DATA ROWS:
+ + +

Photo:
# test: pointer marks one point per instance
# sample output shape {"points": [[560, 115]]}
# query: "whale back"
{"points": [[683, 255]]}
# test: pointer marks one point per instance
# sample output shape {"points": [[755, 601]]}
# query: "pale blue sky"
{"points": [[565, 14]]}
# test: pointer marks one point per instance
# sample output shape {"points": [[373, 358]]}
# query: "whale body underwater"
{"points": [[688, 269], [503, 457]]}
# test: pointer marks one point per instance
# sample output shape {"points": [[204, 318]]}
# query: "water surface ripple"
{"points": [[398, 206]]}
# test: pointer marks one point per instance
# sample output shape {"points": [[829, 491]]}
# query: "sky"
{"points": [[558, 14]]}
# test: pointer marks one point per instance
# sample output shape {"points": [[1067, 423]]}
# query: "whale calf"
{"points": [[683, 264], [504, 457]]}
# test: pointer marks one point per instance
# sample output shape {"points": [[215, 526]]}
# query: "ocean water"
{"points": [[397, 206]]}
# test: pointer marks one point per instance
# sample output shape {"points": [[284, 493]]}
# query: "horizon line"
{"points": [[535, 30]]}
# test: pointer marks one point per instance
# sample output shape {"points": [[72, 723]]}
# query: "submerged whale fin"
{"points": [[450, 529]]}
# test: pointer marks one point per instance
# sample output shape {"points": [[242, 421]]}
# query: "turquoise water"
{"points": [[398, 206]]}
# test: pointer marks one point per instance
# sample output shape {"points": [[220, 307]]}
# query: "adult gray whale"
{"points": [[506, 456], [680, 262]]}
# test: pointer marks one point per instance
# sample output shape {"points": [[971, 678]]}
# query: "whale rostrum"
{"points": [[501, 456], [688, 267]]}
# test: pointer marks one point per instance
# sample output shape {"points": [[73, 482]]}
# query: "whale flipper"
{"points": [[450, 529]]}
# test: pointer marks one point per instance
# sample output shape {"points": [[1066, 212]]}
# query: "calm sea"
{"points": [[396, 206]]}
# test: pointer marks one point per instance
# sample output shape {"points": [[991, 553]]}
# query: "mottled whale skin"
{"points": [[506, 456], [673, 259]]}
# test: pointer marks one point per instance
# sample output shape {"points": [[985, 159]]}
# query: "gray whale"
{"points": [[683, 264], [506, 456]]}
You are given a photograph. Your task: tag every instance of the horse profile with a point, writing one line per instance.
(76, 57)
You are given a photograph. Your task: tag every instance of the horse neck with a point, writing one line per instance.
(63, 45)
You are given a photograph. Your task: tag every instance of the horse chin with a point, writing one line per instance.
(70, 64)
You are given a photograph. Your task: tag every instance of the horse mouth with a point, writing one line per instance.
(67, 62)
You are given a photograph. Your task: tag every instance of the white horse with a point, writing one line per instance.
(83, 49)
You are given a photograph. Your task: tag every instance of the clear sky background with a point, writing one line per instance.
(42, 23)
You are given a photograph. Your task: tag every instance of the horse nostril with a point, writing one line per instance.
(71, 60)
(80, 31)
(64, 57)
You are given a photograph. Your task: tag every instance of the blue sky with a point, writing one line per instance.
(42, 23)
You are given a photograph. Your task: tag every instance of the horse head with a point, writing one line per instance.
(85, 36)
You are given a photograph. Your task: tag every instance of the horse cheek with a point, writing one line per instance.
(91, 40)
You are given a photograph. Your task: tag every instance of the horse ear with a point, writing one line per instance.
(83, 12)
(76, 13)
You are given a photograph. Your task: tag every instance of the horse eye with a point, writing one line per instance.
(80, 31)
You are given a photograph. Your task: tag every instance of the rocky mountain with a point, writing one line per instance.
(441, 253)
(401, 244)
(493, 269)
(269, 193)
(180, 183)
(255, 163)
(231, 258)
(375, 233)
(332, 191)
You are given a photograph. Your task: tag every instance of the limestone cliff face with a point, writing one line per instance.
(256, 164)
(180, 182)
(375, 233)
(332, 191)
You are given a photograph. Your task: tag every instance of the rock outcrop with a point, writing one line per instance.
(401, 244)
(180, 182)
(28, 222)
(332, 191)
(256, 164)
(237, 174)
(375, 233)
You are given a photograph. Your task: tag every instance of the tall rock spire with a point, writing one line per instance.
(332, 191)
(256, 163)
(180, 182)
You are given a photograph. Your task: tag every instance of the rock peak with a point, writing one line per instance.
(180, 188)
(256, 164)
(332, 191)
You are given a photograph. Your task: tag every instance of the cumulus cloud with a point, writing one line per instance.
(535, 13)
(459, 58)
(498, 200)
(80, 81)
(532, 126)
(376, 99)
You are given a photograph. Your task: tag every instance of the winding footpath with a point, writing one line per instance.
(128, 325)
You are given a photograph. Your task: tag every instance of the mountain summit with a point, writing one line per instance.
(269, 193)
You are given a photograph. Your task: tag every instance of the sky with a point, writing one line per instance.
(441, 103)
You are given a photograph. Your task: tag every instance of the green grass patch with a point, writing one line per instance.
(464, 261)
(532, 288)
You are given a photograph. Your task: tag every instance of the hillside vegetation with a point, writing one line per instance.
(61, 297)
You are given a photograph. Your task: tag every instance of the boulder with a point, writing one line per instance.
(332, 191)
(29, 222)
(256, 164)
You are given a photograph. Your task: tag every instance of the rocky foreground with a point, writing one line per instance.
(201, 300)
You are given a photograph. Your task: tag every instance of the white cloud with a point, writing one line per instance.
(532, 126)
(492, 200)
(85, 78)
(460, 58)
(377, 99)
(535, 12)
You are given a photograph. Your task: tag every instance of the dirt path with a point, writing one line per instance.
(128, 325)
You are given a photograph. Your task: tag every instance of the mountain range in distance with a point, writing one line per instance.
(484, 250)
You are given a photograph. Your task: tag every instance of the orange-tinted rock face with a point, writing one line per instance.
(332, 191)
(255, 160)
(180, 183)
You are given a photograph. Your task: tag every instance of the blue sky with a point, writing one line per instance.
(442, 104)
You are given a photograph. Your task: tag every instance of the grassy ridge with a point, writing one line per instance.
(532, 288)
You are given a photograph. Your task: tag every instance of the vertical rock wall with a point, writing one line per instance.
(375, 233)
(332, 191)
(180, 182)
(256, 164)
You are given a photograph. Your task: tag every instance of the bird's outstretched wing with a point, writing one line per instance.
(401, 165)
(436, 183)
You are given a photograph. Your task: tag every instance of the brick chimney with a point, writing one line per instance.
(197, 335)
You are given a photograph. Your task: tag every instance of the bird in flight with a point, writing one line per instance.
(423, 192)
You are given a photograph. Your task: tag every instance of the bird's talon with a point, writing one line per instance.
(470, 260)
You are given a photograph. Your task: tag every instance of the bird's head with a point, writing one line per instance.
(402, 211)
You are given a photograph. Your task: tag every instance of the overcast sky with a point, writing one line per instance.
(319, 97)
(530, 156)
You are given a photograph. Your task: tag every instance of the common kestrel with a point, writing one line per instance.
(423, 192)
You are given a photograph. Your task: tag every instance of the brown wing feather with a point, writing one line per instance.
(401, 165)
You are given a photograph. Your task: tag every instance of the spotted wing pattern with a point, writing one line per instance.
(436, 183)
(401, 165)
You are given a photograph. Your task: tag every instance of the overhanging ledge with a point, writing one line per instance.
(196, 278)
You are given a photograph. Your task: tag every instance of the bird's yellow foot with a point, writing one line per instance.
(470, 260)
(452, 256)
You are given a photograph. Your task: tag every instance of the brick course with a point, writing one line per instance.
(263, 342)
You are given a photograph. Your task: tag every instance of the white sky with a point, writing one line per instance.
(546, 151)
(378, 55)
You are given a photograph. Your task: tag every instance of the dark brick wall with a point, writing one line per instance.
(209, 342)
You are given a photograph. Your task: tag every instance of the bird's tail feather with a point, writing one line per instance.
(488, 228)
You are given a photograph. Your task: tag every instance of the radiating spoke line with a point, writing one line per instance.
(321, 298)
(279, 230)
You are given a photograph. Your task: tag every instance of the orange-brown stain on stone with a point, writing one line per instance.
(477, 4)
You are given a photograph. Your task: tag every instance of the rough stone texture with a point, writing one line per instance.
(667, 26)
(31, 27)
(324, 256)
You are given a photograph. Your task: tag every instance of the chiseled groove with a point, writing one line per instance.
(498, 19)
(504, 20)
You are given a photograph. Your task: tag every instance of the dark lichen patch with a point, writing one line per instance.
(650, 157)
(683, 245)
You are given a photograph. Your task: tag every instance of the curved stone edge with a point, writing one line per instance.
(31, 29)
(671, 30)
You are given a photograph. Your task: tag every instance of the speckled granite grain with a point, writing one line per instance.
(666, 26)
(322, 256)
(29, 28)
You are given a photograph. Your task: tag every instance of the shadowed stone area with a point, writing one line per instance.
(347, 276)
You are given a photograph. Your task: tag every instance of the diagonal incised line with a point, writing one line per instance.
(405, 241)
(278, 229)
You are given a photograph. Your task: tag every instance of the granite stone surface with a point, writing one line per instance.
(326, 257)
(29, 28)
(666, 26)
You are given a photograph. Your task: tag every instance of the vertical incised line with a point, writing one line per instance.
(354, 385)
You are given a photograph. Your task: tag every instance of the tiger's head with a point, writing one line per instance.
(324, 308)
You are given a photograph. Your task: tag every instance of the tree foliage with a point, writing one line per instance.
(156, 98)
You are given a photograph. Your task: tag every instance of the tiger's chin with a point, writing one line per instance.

+ + +

TASK TO COMPLETE: Please edit everything from the line containing "the bird's tail" down to the last of the items, replacing "incised" with "engraved" and leaving all else unchanged; give only those lines.

CORRECT ANSWER:
You are given a photograph. Your task: tag every instance of the bird's tail feather with a point, writing one line per instance.
(488, 228)
You are given a photograph. Your task: tag every instance of the radiating spoke line with a point, writing one line per instance.
(321, 298)
(279, 230)
You are given a photograph. Your task: tag every instance of the orange-brown stain on stone with a point, writing one line per instance.
(477, 4)
You are given a photograph. Your task: tag every instance of the rough stone texture with a point, writing one line per instance.
(667, 26)
(31, 27)
(324, 256)
You are given a photograph. Your task: tag every instance of the chiseled groove with a point, writing one line per instance.
(498, 19)
(504, 20)
You are given a photograph. Your task: tag every instance of the dark lichen patch with a point, writing one line per instance.
(650, 157)
(683, 245)
You are given a photograph. Your task: tag every instance of the curved stone edge with a point, writing one line per instance.
(31, 29)
(671, 30)
You are given a photograph. Your task: tag every instance of the speckled granite grain with a point, writing one line per instance.
(666, 26)
(322, 256)
(29, 28)
You are given a photograph. Your task: tag every instance of the shadowed stone area with a point, writing one line per instance.
(347, 276)
You are given a photograph. Your task: tag every instance of the diagonal engraved line with a point, writing one line per instance.
(405, 241)
(278, 229)
You are given a photograph. Your task: tag every instance of the granite stone surface with a point, writing one line per instance.
(326, 257)
(29, 28)
(666, 26)
You are given a photograph. Your task: tag every instance of the vertical engraved line with a point, writing one line per instance.
(354, 385)
You are given a photograph. Your task: tag every instance of the tiger's head with a point, writing one line per instance.
(324, 308)
You are given a photograph. Your task: tag every instance of the tree foliage with a point, writing one line per instance.
(156, 98)
You are given a photograph. Your task: tag every instance of the tiger's chin with a point, writing one line per instance.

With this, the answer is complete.